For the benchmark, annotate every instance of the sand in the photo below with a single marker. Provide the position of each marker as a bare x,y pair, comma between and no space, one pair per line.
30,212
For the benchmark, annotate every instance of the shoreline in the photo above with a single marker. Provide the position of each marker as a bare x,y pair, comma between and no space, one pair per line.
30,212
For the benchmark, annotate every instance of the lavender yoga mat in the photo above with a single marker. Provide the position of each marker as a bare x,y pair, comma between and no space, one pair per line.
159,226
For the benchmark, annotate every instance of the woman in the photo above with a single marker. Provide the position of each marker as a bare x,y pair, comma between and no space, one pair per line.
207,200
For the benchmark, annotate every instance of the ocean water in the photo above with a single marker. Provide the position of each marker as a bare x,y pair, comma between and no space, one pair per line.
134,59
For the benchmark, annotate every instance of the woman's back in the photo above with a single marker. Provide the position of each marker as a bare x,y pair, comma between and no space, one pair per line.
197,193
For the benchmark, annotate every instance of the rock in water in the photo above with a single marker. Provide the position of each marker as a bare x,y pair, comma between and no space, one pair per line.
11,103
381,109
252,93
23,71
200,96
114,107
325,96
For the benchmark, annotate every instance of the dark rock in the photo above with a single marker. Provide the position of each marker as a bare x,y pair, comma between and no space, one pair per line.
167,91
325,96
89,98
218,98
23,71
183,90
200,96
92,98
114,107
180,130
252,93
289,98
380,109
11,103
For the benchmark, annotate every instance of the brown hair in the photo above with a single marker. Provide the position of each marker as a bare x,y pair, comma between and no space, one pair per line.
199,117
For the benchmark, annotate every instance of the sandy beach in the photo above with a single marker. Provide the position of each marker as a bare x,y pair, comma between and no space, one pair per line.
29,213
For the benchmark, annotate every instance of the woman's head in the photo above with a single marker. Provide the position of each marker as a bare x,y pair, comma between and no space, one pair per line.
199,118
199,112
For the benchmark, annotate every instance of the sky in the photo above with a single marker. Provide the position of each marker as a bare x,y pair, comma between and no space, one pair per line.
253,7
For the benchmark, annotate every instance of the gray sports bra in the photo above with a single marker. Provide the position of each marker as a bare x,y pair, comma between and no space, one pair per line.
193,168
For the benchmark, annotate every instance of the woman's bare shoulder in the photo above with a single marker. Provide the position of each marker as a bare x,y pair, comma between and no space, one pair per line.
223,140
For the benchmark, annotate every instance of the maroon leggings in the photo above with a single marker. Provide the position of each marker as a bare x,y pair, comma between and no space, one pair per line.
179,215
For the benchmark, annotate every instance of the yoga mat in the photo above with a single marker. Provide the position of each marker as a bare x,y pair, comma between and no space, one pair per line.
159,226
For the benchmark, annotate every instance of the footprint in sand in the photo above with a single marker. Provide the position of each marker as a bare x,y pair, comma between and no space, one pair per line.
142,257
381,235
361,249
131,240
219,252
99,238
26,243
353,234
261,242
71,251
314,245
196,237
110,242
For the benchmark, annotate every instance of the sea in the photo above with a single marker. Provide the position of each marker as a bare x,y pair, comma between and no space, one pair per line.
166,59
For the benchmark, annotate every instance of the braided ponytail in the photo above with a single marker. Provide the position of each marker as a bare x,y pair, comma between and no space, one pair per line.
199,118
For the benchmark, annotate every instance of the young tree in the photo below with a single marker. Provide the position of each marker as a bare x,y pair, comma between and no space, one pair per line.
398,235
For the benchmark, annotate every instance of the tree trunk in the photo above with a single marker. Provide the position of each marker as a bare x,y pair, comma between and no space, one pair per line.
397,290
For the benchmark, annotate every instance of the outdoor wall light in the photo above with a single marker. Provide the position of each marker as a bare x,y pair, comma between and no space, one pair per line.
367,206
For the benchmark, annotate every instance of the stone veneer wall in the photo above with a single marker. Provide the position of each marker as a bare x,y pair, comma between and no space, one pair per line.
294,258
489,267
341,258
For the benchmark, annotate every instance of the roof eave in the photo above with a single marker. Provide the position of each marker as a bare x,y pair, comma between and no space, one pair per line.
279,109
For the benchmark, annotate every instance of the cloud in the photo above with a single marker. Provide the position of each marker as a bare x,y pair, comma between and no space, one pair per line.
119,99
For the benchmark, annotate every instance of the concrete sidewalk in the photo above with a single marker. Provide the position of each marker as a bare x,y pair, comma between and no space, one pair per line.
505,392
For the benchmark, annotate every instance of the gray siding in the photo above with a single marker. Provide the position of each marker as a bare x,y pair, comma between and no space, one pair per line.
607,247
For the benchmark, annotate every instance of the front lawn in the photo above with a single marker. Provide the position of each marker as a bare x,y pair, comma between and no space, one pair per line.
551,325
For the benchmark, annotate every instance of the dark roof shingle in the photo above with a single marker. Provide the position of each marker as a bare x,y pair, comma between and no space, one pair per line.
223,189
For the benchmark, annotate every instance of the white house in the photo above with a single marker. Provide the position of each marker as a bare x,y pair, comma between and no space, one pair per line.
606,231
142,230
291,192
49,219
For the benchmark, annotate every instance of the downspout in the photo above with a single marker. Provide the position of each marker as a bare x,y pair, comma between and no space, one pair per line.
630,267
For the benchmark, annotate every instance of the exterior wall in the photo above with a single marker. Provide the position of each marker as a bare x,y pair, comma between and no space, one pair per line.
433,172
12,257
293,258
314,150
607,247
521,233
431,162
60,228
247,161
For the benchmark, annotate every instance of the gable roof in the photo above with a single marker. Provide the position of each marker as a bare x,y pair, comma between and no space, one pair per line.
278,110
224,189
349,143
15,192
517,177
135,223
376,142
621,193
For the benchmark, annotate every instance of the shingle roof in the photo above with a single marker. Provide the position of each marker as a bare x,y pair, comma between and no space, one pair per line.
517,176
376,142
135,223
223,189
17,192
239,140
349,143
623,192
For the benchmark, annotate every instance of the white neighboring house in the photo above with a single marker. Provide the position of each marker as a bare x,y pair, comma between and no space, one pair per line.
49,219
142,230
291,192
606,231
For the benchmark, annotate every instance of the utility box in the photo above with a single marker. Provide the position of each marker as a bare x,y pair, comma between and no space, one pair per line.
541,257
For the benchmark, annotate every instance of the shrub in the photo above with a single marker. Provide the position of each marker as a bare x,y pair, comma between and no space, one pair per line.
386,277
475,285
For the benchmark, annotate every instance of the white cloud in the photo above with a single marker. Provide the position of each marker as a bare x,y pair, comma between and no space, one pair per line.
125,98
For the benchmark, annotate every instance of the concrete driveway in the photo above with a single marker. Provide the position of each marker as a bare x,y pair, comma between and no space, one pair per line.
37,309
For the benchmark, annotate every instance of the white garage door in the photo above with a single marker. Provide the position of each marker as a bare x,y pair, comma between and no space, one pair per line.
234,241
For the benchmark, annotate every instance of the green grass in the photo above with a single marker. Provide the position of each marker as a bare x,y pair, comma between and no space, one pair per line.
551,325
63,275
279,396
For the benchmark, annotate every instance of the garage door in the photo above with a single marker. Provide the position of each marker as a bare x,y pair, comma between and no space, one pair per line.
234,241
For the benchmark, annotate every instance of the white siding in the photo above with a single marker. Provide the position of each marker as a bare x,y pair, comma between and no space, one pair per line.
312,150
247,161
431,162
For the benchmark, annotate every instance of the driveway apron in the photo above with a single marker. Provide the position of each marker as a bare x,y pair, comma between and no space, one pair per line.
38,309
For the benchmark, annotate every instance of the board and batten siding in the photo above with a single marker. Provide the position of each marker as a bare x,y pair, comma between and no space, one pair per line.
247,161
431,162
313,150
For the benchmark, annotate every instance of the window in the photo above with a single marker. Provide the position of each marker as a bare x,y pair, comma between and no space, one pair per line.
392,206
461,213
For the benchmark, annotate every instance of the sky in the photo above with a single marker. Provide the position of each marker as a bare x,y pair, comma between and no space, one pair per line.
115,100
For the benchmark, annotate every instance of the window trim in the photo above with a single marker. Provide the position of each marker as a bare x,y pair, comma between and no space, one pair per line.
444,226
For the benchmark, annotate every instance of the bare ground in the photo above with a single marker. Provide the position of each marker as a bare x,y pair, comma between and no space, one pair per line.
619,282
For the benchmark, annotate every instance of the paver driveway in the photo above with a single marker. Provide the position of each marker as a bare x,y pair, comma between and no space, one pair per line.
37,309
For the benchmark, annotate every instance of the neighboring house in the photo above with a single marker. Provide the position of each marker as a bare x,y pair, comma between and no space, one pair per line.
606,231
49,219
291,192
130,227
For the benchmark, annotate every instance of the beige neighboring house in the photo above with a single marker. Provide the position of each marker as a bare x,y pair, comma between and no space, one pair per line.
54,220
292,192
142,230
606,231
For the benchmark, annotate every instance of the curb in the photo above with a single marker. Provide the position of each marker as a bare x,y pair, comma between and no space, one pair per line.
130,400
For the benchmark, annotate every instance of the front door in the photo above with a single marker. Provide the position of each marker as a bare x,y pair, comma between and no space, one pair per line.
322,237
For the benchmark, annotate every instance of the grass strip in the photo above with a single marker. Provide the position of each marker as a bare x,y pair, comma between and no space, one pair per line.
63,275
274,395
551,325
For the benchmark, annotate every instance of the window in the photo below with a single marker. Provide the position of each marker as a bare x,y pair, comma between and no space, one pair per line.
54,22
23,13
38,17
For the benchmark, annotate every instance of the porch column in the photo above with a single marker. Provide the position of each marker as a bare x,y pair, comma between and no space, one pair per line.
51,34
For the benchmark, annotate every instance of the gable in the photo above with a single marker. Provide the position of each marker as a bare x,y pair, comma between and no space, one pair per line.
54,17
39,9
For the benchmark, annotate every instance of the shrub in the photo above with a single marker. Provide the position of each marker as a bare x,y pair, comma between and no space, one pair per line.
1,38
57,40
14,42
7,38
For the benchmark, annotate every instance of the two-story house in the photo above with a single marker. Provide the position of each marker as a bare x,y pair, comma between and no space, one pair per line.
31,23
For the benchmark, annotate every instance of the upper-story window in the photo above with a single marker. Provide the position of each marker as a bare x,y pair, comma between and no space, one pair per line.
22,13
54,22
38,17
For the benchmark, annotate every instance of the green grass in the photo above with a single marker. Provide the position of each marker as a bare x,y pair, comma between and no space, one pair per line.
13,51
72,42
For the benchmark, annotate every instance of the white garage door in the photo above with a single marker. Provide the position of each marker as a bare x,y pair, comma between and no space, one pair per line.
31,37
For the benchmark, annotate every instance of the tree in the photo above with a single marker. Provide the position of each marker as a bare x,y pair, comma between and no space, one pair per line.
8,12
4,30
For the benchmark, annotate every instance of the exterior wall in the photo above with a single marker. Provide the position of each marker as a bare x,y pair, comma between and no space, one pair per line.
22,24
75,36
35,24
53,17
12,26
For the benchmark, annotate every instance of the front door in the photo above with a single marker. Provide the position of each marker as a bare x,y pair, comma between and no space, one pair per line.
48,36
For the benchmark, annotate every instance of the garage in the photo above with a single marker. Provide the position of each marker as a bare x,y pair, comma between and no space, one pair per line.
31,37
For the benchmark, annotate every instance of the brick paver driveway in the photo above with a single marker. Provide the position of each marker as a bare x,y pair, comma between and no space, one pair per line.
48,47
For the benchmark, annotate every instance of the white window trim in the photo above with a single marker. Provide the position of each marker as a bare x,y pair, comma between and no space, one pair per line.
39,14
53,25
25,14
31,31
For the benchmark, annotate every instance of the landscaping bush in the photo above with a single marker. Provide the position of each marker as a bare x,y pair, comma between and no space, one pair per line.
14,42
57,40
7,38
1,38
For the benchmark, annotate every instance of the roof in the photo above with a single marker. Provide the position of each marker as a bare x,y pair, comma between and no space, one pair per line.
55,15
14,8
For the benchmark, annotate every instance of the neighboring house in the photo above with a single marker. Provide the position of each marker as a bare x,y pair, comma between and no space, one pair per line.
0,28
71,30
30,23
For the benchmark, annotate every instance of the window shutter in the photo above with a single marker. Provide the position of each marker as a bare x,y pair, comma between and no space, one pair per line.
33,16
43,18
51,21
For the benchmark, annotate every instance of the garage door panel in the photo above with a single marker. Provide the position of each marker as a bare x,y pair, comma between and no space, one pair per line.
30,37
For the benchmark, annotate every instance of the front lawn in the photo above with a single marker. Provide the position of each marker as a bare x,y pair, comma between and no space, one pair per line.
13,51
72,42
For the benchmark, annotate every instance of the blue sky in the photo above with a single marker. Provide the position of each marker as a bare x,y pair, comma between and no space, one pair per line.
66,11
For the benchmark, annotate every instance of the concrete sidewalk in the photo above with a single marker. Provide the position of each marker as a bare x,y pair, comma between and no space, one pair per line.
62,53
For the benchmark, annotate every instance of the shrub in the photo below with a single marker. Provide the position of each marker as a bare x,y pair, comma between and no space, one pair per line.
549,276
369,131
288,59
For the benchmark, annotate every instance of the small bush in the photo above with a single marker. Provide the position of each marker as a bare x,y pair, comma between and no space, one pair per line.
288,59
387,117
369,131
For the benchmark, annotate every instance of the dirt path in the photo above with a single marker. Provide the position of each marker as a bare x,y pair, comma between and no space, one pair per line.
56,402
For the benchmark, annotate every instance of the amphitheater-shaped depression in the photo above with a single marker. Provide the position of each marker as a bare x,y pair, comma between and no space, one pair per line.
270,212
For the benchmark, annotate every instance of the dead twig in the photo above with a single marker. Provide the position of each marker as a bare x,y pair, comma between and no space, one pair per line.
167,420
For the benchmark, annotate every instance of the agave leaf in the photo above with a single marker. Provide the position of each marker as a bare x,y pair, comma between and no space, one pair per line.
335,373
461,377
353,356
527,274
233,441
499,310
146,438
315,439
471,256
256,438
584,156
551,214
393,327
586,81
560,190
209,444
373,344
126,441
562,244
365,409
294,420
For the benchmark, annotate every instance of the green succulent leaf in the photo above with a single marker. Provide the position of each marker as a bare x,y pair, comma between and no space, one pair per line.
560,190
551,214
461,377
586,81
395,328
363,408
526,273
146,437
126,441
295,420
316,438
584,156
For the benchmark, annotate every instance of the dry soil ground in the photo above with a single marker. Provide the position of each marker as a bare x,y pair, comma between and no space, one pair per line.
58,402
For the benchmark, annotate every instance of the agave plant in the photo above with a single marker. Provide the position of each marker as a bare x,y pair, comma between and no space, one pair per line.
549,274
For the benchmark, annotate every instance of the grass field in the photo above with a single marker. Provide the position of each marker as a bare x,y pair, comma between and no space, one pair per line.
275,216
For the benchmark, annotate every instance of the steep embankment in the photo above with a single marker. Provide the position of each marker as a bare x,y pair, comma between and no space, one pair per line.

********

** THE EXERCISE **
Print the listing above word for word, from the line containing "the green succulent" through its final line, including both of those lines.

** CORRECT RESULT **
For the benchmark, annotate every instance of the green succulent leaf in the photo above with a single marker. Provide the position of each marker as a bare x,y pair, comma between and no space, one pair per line.
560,190
551,214
461,377
586,81
395,328
363,408
526,273
146,437
126,441
295,420
316,438
584,156
For the benchmark, annotate every instance of the dry soil ground in the photo above with a single marker. Provide the position of each marker as a bare x,y pair, comma between and no space, one pair per line.
58,402
For the benchmark, annotate every instance of the agave plant in the photo above with a single marker. Provide the position of each marker as a bare x,y pair, comma between and no space, one pair per line.
549,274
For the benchmark, annotate every instance of the grass field in the photo above with a single marker. Provide the position of each marker as a bare x,y pair, comma between and no space, one pair per line.
275,216
For the benchmark, annotate every instance of the steep embankment in the photo above with a single marker. Provide the position of each marker as a bare x,y pair, comma between and no space, one pair per line.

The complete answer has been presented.